• DATA SHOWN:
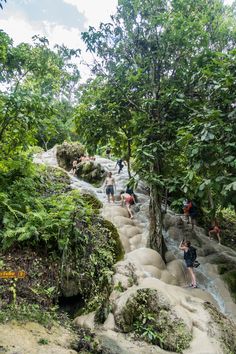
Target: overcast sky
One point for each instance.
(60, 21)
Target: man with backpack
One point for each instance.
(190, 255)
(120, 163)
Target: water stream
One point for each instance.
(205, 281)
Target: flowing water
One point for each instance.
(205, 280)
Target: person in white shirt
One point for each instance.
(110, 187)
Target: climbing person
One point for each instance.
(110, 186)
(120, 163)
(74, 167)
(130, 190)
(186, 206)
(128, 200)
(215, 230)
(108, 152)
(190, 256)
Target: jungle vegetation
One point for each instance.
(161, 93)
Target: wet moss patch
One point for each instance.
(150, 318)
(226, 327)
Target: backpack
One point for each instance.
(193, 253)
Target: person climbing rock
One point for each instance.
(110, 186)
(108, 152)
(189, 257)
(120, 163)
(130, 190)
(128, 200)
(74, 167)
(215, 230)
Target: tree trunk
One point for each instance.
(156, 240)
(128, 156)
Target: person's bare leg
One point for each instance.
(193, 277)
(129, 211)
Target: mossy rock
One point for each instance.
(67, 153)
(92, 201)
(226, 270)
(119, 250)
(92, 172)
(149, 316)
(230, 279)
(226, 327)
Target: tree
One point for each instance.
(159, 47)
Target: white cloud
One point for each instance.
(95, 11)
(19, 29)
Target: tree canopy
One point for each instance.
(166, 73)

• WORK REQUIRED: Write out the lines of the listing as a numbered list, from the line containing "Target: tree trunk" through the end of the listing, both ends included and blank lines omitted.

• FULL RESPONSE:
1. Target: tree trunk
2. One point for each instance.
3. (156, 240)
4. (128, 156)
5. Target: person's bare leg
6. One point for each instance.
7. (193, 277)
8. (129, 211)
9. Target: mossy rock
10. One point for each instance.
11. (67, 153)
12. (92, 201)
13. (226, 270)
14. (119, 250)
15. (92, 172)
16. (149, 316)
17. (230, 279)
18. (226, 327)
19. Target: tree
20. One point for each instance.
21. (159, 47)
22. Target: white cloud
23. One point for each instance.
24. (95, 11)
25. (19, 29)
26. Target: tree canopy
27. One point for each instance.
28. (166, 73)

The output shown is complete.